Pass 1 • The Big Picture
Arboretum Borelli • Sv. Filip i Jakov, Croatia • 2020

A Decision-Making System
for Spatial Programming

Most architects prescribe solutions. We built a quantitative toolkit instead.

Complete correlation matrix

465 compatibility relationships mapped. Infinite configurations possible.

31Activities
10Configurations
8Zones
465Relationships

What the client received: A toolkit that lets them optimize their program mix as opportunities evolve—not a single prescribed answer that becomes obsolete when conditions change.

↓ Keep scrolling to see how it works

Pass 2 • The Method

How It Actually Works

Three layers of analysis that transform vague questions into quantified decisions.

1

Activity Compatibility

What we did: Catalogued 31 plausible activities for the site—we called it the "Garden of Pleasures." Coffee, meditation, exhibitions, live music, workshops, camping, yoga, theater, film screenings. Then we tested all 465 possible pairings for compatibility. Some activities work together harmoniously. Some create fundamental conflicts.

Network graph

Why it matters: Coffee service is compatible with 28 out of 31 activities—it's essential infrastructure that works everywhere. Archery is compatible with only 3 activities. Before investing a single euro, you know which programs maximize flexibility versus which create dead zones.

What This Means for You:

You design program mixes that maximize revenue per square meter instead of guessing. You know which activities are social and flexible versus specialized. Identify and avoid conflicts before you've invested in equipment or hired staff.

2

Spatial Configurations

What we did: We defined 10 archetypal spatial "dispositions"—fundamental ways of organizing space. Empty space, Restaurant, Theater, Lounge, Stage, Exhibition walls. Each disposition enables different activities while constraining others.

Think of dispositions as the interface between abstract programs and physical reality. They're spatial configurations that can be deployed depending on what you want to offer that day.

____

» **Exercises**
1. Update the arboretum text starting at "What we did: Catalogued" and ending at "or hired staff.", replacing "Archery" with "Fencing".
2. Write the continuation of the arboretum text from the point where it stops.
The lines that come next have no connection to the arboretum text.

____

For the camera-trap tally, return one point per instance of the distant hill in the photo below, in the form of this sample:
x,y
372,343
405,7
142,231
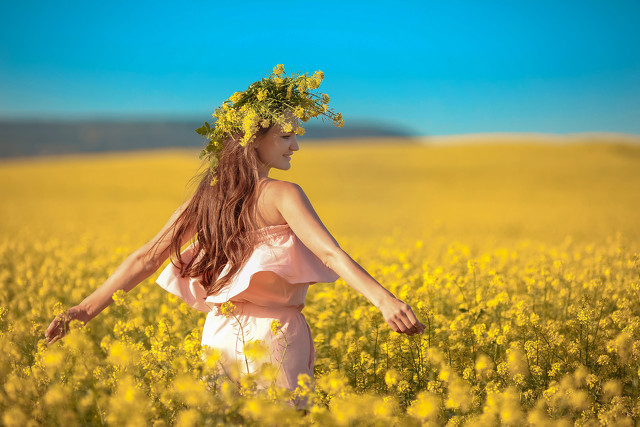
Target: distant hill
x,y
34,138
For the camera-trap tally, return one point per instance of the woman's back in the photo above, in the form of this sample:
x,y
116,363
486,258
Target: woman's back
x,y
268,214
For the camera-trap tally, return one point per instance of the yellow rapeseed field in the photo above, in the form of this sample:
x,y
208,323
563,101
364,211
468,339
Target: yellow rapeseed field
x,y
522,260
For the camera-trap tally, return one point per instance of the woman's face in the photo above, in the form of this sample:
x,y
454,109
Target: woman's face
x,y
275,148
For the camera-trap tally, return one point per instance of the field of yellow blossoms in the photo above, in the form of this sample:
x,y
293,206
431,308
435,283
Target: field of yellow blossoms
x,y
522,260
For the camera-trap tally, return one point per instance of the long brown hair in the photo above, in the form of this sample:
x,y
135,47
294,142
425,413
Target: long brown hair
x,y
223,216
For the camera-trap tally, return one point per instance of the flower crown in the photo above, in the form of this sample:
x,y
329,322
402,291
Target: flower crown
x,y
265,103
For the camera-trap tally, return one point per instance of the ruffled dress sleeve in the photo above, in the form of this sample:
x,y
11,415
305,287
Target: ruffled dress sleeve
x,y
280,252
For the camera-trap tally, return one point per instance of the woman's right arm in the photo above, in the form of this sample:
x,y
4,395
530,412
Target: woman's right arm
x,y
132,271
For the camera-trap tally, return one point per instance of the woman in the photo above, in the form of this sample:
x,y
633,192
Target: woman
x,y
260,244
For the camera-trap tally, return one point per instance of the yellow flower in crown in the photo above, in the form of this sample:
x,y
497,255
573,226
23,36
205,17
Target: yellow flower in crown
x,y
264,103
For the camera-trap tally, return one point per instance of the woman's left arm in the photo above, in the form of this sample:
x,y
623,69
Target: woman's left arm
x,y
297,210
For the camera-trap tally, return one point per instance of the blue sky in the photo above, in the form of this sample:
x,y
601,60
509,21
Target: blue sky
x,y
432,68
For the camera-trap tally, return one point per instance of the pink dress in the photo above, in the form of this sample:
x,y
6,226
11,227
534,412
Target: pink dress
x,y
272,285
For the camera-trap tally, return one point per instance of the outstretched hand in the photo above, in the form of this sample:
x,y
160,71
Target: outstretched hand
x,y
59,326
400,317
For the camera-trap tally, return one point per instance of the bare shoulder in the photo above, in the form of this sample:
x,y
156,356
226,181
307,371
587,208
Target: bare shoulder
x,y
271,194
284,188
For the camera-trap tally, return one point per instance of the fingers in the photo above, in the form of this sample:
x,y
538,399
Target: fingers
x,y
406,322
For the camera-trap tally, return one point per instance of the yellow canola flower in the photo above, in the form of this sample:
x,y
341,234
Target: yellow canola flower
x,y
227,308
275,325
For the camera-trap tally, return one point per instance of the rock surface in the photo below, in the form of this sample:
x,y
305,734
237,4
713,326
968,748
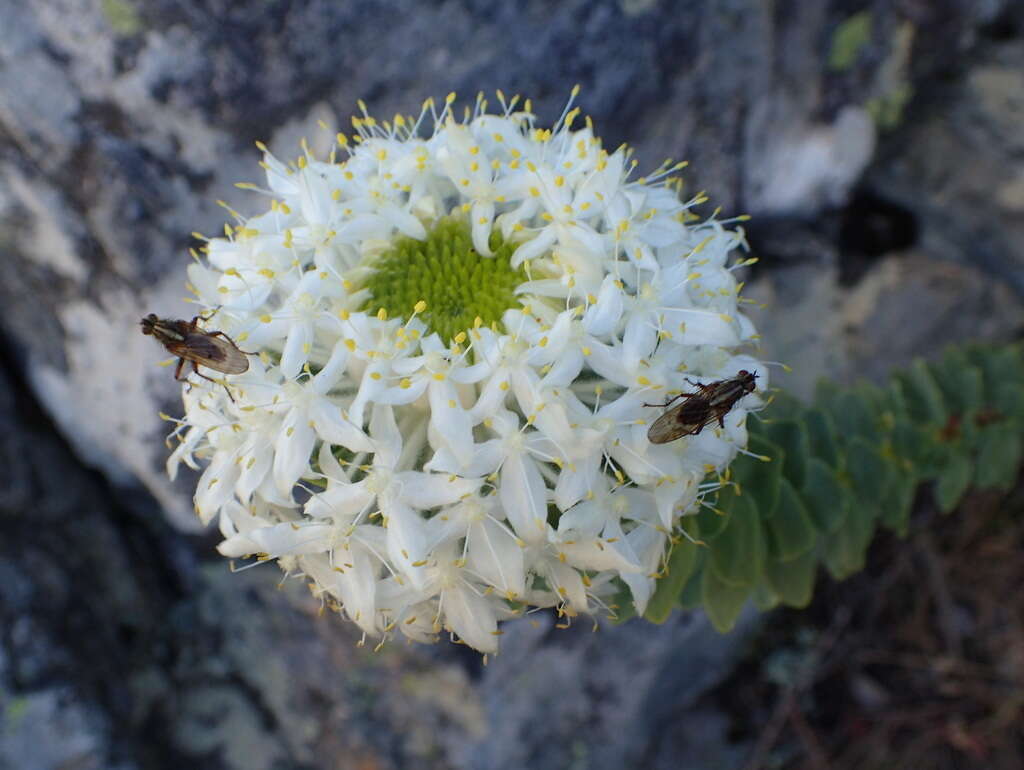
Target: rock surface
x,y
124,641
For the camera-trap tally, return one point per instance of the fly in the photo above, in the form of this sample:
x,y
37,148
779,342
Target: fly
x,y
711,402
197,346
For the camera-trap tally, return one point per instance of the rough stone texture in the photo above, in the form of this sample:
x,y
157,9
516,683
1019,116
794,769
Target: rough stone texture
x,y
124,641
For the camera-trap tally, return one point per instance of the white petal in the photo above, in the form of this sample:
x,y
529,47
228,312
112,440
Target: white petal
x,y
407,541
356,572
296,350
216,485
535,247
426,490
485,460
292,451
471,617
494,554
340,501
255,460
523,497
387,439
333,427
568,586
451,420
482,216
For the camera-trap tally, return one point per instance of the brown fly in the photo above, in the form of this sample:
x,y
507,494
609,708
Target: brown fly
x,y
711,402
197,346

____

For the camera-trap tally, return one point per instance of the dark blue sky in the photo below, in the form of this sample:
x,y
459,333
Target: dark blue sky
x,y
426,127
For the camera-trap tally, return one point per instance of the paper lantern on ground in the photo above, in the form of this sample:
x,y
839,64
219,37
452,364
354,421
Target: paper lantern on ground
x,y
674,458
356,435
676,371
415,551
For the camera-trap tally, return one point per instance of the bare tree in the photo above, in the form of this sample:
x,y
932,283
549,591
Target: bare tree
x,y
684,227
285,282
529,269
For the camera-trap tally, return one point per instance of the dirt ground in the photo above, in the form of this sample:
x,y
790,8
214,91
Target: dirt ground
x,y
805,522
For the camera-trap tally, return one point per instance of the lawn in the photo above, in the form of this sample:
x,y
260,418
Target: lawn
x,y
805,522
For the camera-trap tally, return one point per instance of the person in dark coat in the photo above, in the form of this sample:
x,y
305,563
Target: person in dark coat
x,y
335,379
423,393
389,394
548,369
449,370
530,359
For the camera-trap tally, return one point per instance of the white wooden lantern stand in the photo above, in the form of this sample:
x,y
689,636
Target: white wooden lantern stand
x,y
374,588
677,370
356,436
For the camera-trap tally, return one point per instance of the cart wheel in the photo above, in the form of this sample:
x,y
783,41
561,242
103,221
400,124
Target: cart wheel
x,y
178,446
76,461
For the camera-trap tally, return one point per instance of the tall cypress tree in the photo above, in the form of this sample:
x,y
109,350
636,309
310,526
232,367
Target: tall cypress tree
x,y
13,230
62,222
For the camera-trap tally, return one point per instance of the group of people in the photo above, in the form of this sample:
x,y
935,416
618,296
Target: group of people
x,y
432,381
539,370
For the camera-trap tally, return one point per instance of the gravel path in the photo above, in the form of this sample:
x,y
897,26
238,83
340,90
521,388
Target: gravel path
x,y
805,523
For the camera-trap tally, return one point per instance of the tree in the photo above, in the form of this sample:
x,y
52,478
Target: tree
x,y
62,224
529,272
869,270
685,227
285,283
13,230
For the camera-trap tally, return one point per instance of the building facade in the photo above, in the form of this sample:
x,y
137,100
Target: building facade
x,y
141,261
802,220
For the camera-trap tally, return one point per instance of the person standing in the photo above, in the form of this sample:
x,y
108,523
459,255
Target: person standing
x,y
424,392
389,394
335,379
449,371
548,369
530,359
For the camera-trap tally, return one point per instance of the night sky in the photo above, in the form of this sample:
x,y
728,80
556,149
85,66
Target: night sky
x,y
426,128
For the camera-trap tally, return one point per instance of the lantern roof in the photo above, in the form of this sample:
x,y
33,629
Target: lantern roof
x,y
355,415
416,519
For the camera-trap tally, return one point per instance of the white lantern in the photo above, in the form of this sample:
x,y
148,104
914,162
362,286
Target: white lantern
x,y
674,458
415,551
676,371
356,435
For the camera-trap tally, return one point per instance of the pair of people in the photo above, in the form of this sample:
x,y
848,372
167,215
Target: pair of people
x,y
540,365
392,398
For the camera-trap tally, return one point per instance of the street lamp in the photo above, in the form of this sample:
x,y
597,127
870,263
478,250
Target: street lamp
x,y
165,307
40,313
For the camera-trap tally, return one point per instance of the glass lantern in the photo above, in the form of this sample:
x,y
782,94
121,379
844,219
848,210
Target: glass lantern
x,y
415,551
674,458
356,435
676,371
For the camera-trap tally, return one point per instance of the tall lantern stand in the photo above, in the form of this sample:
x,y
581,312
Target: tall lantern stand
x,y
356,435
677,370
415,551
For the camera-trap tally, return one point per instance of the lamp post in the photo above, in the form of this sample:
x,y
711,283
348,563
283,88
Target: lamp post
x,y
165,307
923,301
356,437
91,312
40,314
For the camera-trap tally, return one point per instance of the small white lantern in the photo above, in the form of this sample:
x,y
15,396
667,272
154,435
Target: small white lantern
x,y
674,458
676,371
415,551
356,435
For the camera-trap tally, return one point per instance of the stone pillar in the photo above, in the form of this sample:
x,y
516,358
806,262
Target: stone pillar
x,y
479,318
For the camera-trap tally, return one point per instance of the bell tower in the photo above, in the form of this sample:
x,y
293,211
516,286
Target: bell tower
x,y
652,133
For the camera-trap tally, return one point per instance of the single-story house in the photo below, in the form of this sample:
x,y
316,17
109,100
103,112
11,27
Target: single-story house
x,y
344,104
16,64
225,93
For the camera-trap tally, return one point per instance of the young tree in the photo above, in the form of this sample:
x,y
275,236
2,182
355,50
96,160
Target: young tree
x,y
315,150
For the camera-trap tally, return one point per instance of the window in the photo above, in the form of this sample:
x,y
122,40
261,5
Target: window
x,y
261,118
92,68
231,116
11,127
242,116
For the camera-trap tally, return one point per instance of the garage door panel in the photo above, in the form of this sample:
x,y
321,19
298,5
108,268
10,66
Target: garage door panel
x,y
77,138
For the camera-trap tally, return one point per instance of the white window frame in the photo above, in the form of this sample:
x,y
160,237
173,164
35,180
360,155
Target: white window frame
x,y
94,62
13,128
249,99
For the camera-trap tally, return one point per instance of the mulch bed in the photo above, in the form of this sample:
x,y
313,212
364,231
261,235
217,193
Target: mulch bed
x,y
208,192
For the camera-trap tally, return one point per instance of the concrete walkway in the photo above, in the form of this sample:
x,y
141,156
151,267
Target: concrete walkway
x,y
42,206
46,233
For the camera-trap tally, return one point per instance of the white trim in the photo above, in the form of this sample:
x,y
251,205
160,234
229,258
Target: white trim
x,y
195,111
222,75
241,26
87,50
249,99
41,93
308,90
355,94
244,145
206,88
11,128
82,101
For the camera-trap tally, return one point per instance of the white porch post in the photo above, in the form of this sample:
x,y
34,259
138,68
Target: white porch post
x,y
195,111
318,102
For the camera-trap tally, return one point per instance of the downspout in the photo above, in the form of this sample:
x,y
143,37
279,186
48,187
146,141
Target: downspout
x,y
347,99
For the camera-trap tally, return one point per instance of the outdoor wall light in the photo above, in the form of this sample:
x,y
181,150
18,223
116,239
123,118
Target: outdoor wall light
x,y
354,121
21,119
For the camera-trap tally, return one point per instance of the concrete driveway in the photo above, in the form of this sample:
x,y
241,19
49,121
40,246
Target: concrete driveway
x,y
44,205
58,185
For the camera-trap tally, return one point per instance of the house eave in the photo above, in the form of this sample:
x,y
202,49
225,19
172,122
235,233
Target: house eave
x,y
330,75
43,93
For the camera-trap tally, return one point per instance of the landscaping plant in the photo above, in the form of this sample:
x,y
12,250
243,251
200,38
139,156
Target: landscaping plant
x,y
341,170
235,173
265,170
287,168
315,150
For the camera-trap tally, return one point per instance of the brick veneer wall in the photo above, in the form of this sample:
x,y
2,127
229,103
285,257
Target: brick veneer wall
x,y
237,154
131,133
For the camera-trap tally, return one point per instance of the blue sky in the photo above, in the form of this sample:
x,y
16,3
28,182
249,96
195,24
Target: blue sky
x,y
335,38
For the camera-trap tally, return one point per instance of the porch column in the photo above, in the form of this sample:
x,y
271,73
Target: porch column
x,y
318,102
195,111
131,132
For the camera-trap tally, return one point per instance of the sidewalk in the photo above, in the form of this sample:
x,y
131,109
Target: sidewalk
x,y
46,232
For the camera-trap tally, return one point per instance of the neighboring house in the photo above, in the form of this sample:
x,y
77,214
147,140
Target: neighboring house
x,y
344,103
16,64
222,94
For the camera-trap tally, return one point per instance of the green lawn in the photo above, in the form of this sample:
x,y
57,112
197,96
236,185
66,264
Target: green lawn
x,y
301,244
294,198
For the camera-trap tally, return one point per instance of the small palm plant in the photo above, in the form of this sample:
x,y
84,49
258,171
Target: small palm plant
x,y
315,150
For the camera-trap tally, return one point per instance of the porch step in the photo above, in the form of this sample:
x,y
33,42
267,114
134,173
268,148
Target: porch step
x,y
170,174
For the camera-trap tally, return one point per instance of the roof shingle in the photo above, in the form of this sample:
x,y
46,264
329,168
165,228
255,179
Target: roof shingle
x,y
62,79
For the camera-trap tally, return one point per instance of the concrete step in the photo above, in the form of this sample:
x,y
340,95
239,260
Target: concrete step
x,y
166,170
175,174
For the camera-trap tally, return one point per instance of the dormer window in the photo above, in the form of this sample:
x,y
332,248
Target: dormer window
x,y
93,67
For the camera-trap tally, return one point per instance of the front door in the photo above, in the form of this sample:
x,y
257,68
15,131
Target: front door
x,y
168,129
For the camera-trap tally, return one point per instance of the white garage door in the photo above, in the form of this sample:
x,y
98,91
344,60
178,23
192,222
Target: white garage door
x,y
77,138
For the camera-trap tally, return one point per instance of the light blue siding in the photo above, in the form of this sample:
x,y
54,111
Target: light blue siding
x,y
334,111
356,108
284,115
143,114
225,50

____

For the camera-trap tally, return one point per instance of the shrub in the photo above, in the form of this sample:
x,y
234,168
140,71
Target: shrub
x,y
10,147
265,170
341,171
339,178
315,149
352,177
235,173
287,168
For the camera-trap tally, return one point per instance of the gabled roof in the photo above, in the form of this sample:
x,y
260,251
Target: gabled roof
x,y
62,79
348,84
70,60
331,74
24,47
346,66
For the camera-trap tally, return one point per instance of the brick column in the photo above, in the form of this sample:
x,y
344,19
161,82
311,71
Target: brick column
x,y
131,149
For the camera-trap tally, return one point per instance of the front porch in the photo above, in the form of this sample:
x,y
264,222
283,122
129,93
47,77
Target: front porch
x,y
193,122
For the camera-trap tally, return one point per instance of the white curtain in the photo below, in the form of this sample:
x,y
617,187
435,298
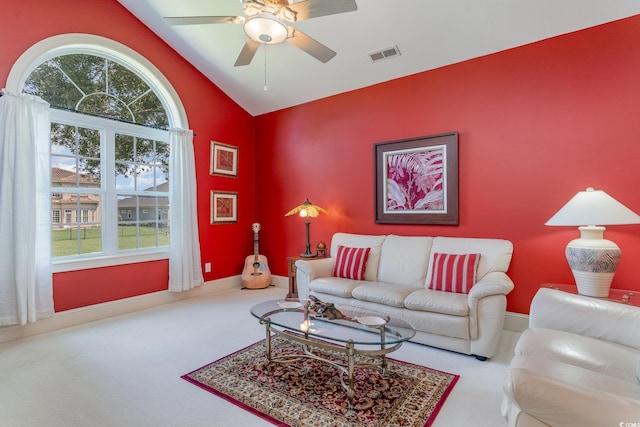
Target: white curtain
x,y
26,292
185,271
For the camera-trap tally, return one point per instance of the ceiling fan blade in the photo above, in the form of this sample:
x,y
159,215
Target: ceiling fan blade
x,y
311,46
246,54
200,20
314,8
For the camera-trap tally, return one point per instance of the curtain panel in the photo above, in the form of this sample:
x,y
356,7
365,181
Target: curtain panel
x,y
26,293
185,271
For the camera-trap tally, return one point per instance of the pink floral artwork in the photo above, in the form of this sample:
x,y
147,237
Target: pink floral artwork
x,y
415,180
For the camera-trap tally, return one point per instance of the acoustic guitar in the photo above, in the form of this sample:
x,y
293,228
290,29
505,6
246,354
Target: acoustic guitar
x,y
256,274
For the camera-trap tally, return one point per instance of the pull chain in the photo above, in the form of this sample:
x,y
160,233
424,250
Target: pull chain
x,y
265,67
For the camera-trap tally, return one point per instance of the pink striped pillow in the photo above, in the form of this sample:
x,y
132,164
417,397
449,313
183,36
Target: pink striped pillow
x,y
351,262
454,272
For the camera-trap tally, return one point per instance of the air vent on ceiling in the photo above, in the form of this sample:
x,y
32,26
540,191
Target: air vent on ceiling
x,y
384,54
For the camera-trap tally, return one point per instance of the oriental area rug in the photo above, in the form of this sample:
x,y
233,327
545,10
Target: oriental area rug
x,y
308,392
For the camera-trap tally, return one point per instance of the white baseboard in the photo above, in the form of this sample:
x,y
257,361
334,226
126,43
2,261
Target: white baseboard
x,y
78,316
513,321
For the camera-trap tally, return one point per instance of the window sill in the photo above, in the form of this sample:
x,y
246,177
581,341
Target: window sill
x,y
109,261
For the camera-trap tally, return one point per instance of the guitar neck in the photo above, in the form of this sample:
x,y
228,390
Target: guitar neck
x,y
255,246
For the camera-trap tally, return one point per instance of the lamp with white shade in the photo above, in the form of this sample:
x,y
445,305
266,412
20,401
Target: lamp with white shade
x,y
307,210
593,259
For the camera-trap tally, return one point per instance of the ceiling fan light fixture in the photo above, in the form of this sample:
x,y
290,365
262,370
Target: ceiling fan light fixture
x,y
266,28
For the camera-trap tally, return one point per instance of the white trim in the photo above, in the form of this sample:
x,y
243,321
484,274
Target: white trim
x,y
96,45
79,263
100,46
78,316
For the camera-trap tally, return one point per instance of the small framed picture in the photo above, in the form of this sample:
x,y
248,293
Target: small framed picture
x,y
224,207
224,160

____

» **Task responses**
1.
What we did: Catalogued 31 plausible activities for the site—we called it the "Garden of Pleasures." Coffee, meditation, exhibitions, live music, workshops, camping, yoga, theater, film screenings. Then we tested all 465 possible pairings for compatibility. Some activities work together harmoniously. Some create fundamental conflicts.

Network graph

Why it matters: Coffee service is compatible with 28 out of 31 activities—it's essential infrastructure that works everywhere. Fencing is compatible with only 3 activities. Before investing a single euro, you know which programs maximize flexibility versus which create dead zones.

What This Means for You:

You design program mixes that maximize revenue per square meter instead of guessing. You know which activities are social and flexible versus specialized. Identify and avoid conflicts before you've invested in equipment or hired staff.

2.
10 spatial disposition types

Why it matters: Restaurant-style seating unlocks 15 different programs—formal dining, seminars, board games, therapy groups. That's one furniture investment serving multiple revenue streams. The ROI calculus becomes immediately clear.

What This Means for You:

You're not trapped by single-purpose equipment. One set of tables and chairs serves dining, workshops, and creative sessions. You can pivot your offering without replacing your equipment. Maximum flexibility, minimum redundant investment.

3

Exact Capacity Modeling

What we did: Clients need hard numbers. For each of the 8 major zones, we created exact floorplans showing every possible disposition with real dimensions and furniture counts. Actual measurements: "47 chairs, 12 tables, 2 servers."

Every configuration has been tested with actual furniture dimensions and service access. The client knows exactly what they're committing to before buying a single chair.

Restaurant layout
Configuration 1: Restaurant Seating
47 seats • 12 tables (4-seaters) • 2 servers • Full dining service possible.
Theater layout
Configuration 2: Theater Rows
72 seats • 9 rows • 15m² stage area • Good for seminars and film screenings.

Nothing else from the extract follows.